Demande écrite => Recopie à l'identique toutes les lignes de la liste ci-dessous, sans y inclure les images.

(Annotations de segmentation)
########################################
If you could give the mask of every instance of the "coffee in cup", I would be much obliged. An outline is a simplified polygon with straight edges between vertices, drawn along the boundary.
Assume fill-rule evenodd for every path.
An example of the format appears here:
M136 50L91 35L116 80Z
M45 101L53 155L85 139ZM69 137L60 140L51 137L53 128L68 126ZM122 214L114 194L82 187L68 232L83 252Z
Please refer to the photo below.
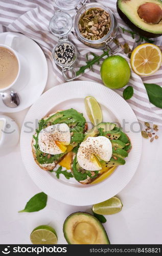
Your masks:
M0 47L0 89L5 89L15 80L18 72L18 62L9 49Z

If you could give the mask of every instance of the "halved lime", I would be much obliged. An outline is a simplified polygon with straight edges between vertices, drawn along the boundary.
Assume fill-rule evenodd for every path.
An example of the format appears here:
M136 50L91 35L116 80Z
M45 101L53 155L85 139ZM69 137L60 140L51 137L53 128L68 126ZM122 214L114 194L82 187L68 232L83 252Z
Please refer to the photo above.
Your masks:
M96 214L110 215L117 214L122 209L123 204L118 197L113 197L108 200L93 205L92 210Z
M85 107L89 119L94 125L101 123L102 114L100 106L95 98L87 96L85 98Z
M34 228L30 238L33 244L56 244L57 243L56 231L47 225L41 225Z

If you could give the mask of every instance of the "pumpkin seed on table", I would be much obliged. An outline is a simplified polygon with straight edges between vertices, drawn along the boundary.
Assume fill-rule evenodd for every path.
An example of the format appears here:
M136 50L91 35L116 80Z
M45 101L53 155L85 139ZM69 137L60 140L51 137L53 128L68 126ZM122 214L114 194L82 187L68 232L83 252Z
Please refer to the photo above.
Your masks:
M81 15L78 26L85 38L91 40L99 40L109 32L111 19L106 11L99 8L92 8Z
M146 132L145 132L145 131L142 131L141 132L141 133L142 133L142 136L143 138L145 138L145 139L148 139L149 136L148 136L148 135L147 134L147 133Z
M150 127L150 124L149 124L149 123L148 123L147 122L145 122L145 125L147 126L147 127Z

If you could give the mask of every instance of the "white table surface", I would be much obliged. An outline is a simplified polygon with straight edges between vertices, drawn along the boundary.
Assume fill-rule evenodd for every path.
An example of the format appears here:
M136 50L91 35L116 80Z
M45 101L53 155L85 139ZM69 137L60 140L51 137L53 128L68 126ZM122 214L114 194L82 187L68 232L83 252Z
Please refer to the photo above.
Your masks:
M49 62L49 75L45 91L58 84ZM20 128L28 109L7 115ZM2 114L2 113L1 113ZM160 129L159 134L161 134ZM104 227L111 244L161 244L162 241L162 136L149 142L143 139L143 151L138 169L131 181L118 196L123 204L119 214L107 216ZM65 218L87 206L66 205L48 197L47 205L40 211L19 213L27 201L41 192L26 170L19 144L0 158L0 243L30 244L30 234L37 226L54 227L58 244L66 244L62 232Z

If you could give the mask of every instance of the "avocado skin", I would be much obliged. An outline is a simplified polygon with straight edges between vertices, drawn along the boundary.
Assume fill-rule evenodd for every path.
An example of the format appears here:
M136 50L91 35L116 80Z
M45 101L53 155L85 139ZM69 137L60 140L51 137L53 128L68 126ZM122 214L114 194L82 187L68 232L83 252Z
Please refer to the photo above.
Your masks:
M155 34L154 33L149 32L148 31L145 31L143 29L140 29L136 26L135 26L132 22L131 22L130 19L127 17L127 16L123 13L123 12L121 10L118 6L118 2L117 2L117 9L118 14L120 17L124 20L126 24L132 30L134 30L139 35L142 36L145 36L148 38L158 37L158 36L160 36L162 34Z
M66 231L66 223L67 222L67 221L70 218L71 218L72 217L73 217L74 215L86 215L86 216L89 216L90 218L92 218L95 219L96 220L96 221L97 221L97 222L98 223L99 225L100 225L100 226L101 227L102 227L102 228L103 231L104 233L105 238L106 238L106 240L107 241L107 243L106 244L110 244L110 242L109 240L108 239L108 237L107 236L107 233L106 232L106 230L105 230L104 226L102 224L102 223L96 217L95 217L94 216L93 216L93 215L92 215L91 214L88 214L87 212L84 212L84 211L77 211L76 212L74 212L73 214L71 214L70 215L69 215L66 218L66 219L65 219L65 221L63 223L63 234L64 234L64 238L66 239L66 242L67 242L67 243L68 244L71 244L71 243L70 241L68 239L68 238L67 237L67 236L66 236L67 232ZM68 230L68 231L69 231L69 230Z

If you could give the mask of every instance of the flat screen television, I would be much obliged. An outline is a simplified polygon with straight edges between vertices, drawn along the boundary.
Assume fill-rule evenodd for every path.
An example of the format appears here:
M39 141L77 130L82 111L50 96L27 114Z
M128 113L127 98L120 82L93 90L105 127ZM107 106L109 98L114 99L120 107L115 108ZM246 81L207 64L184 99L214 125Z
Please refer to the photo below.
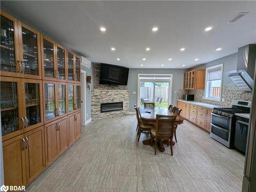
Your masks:
M129 68L101 63L99 84L127 85L129 74Z

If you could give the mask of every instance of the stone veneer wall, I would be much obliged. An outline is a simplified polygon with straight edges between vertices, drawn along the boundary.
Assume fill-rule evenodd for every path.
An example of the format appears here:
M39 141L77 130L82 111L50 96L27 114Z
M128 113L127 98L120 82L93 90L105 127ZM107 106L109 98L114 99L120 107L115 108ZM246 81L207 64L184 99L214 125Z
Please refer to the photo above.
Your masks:
M100 76L100 63L93 63L93 73L94 77L94 89L123 89L122 85L118 86L110 86L108 85L100 85L99 83L99 77Z
M179 90L177 94L178 99L182 99L183 94L195 94L195 101L222 107L230 107L231 100L251 101L252 92L239 90L235 85L222 85L221 98L225 101L217 101L203 99L204 90Z
M123 110L100 113L100 104L123 102ZM92 120L116 116L129 112L129 90L94 89L92 91Z

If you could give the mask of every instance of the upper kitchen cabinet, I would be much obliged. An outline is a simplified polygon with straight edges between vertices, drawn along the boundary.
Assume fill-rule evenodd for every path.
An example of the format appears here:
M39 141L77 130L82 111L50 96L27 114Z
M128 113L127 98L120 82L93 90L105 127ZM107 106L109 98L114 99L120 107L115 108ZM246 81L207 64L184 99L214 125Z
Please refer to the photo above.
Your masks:
M20 77L23 66L19 55L18 21L1 10L1 75Z
M40 34L18 21L21 77L41 79Z
M57 81L67 81L67 70L66 50L59 44L56 43L57 64L55 71L57 73Z
M20 79L1 77L1 110L3 140L24 132Z
M205 69L192 70L184 74L184 89L203 89L205 82Z
M80 82L80 77L81 73L80 64L81 64L80 58L77 56L76 56L75 80L78 82Z
M56 62L54 59L54 42L48 38L41 35L41 46L42 50L42 79L53 80L57 77L57 70L55 70Z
########################################
Résultat ci-dessous =>
If you could give the mask of every instance of the "coffee in cup", I would be much obliged. An outline is a simplified polygon with straight edges between vertices, drawn along the boundary.
Assume fill-rule evenodd for every path.
An example of the format appears here:
M136 50L91 35L116 80Z
M45 101L53 155L85 139ZM69 137L60 140L51 137L53 128L68 126ZM122 214L114 194L82 187L68 232L83 252Z
Please refer to the photo below.
Your masks:
M0 47L0 89L5 89L15 80L18 72L18 62L9 49Z

If you could give the mask of every instance of the "halved lime", I would be much obliged. An outline is a simplified polygon with straight edges between vertices, drawn along the boundary.
Assume fill-rule evenodd for every path.
An example of the format appears here:
M136 50L91 35L116 80Z
M45 101L53 155L85 139ZM69 137L60 140L51 137L53 128L68 126ZM122 214L114 194L82 187L68 232L83 252Z
Please refer to the photo above.
Your masks:
M96 214L110 215L117 214L122 209L123 204L118 197L113 197L108 200L93 205L92 210Z
M85 107L89 119L94 125L101 123L102 114L100 106L95 98L87 96L85 98Z
M34 228L30 238L33 244L56 244L57 243L56 231L47 225L41 225Z

If you could give the mask of every instance of the "pumpkin seed on table", I would be much obliged. An outline is a simplified polygon with straight edges between vertices, drawn along the boundary.
Assume fill-rule evenodd for every path.
An example of the format appears here:
M136 50L91 35L116 80Z
M45 101L53 155L85 139ZM69 137L60 140L51 137L53 128L68 126ZM122 214L114 194L82 187L68 232L83 252Z
Please refer to the photo above.
Your masks:
M81 15L78 26L85 38L91 40L99 40L109 32L111 19L106 11L99 8L92 8Z
M146 132L145 132L145 131L142 131L141 132L141 133L142 133L142 136L143 138L145 138L145 139L148 139L149 136L148 136L148 135L147 134L147 133Z
M150 127L150 124L149 124L149 123L148 123L147 122L145 122L145 125L147 126L147 127Z

If you could give the mask of every instance of the "white table surface", I would be much obliged. An outline is a simplified polygon with straight edges between vertices, drawn along the boundary.
Assume fill-rule evenodd for every path.
An example of the format appears here:
M136 50L91 35L116 80Z
M45 101L53 155L85 139ZM69 137L60 140L51 137L53 128L68 126ZM122 214L114 194L82 187L68 232L83 252Z
Please refer to the photo above.
Your masks:
M49 62L49 75L45 91L58 84ZM20 128L28 109L7 115ZM2 114L2 113L1 113ZM160 129L159 134L161 134ZM104 227L111 244L161 244L162 241L162 136L149 142L143 139L143 151L138 169L131 181L118 196L123 204L119 214L107 216ZM65 218L87 206L66 205L48 197L47 205L40 211L19 213L27 201L41 192L26 170L19 144L0 158L0 243L30 244L30 234L37 226L54 227L58 244L66 244L62 232Z

If you could give the mask of every instance of the "avocado skin", I would be much obliged. An outline is a simplified polygon with straight edges between vertices, drawn along the boundary.
Assume fill-rule evenodd for every path.
An example of the format appears here:
M136 50L91 35L116 80Z
M45 101L53 155L85 139ZM69 137L60 140L51 137L53 128L68 126ZM122 214L114 194L82 187L68 232L83 252Z
Please refer to the photo above.
Your masks:
M155 34L154 33L149 32L148 31L145 31L143 29L140 29L136 26L135 26L132 22L131 22L130 19L127 17L127 16L123 13L123 12L121 10L118 6L118 2L117 2L117 9L118 14L120 17L124 20L126 24L132 30L134 30L139 35L142 36L145 36L148 38L158 37L158 36L160 36L162 34Z
M66 231L66 223L67 222L67 221L70 218L71 218L72 217L73 217L74 215L86 215L86 216L89 216L90 218L92 218L95 219L96 220L96 221L97 221L97 222L98 223L99 225L100 225L100 226L101 227L102 227L102 228L103 231L104 233L105 238L106 238L106 240L107 241L107 243L106 244L110 244L110 242L109 240L108 239L108 237L107 236L107 233L106 232L106 230L105 230L104 226L102 224L102 223L96 217L95 217L94 216L93 216L93 215L92 215L91 214L88 214L87 212L84 212L84 211L77 211L76 212L74 212L73 214L71 214L70 215L69 215L66 218L66 219L65 219L65 221L63 223L63 234L64 234L64 238L66 239L66 242L67 242L67 243L68 244L71 244L71 243L70 241L68 239L68 238L67 237L67 236L66 236L67 232ZM68 230L68 231L69 231L69 230Z

If you could give the mask of every instance of the flat screen television, I would be much obliged. An outline is a simplified polygon with straight edges between vertices, drawn along the boundary.
Assume fill-rule evenodd for every path.
An example of the format appears here:
M39 141L77 130L82 111L50 96L27 114Z
M128 113L127 98L120 82L93 90L105 127ZM107 106L109 98L114 99L120 107L115 108ZM246 81L207 64L184 99L214 125Z
Please refer to the photo below.
Your masks:
M129 68L101 63L99 84L127 85L129 74Z

If you could give the mask of every instance of the stone veneer wall, I would be much obliged. An outline is a simplified polygon with straight edges between vertices, drawn along the boundary.
Assume fill-rule evenodd for every path.
An example of the format appears here:
M39 141L77 130L82 111L50 96L27 114Z
M128 113L127 98L120 82L93 90L105 127ZM107 106L109 98L114 99L120 107L115 108ZM246 81L207 64L184 99L214 125Z
Please refer to the photo above.
Your masks:
M100 76L100 63L93 63L93 73L94 77L94 89L123 89L122 85L118 86L110 86L108 85L100 85L99 83L99 77Z
M179 90L177 94L178 99L182 99L183 94L195 94L195 101L222 107L230 107L231 100L251 101L252 92L239 90L235 85L222 85L221 98L225 101L217 101L203 99L204 90Z
M123 110L100 113L100 104L123 102ZM92 120L116 116L129 112L129 90L94 89L92 91Z

If you could give the mask of every instance of the upper kitchen cabinet, I would be much obliged. An outline is a simplified polygon with straight edges between vertices, drawn along the boundary.
Assume fill-rule evenodd for every path.
An example of the format appears here:
M39 141L77 130L82 111L50 96L27 114Z
M128 113L127 98L120 82L93 90L105 127ZM107 106L109 98L114 99L120 107L115 108ZM246 81L207 64L184 99L214 125Z
Please refer to the photo above.
Your masks:
M20 77L23 66L19 55L18 21L1 10L1 75Z
M40 34L18 21L21 77L41 79Z
M57 81L67 81L67 70L66 50L59 44L56 43L57 64L55 71L57 73Z
M20 79L1 77L1 110L3 140L24 132Z
M205 69L192 70L184 74L184 89L203 89L205 82Z
M80 82L80 77L81 73L80 64L81 64L80 58L77 56L76 56L75 80L78 82Z
M56 62L54 59L54 42L48 38L41 35L41 46L42 50L42 79L53 80L57 77L57 70L55 70Z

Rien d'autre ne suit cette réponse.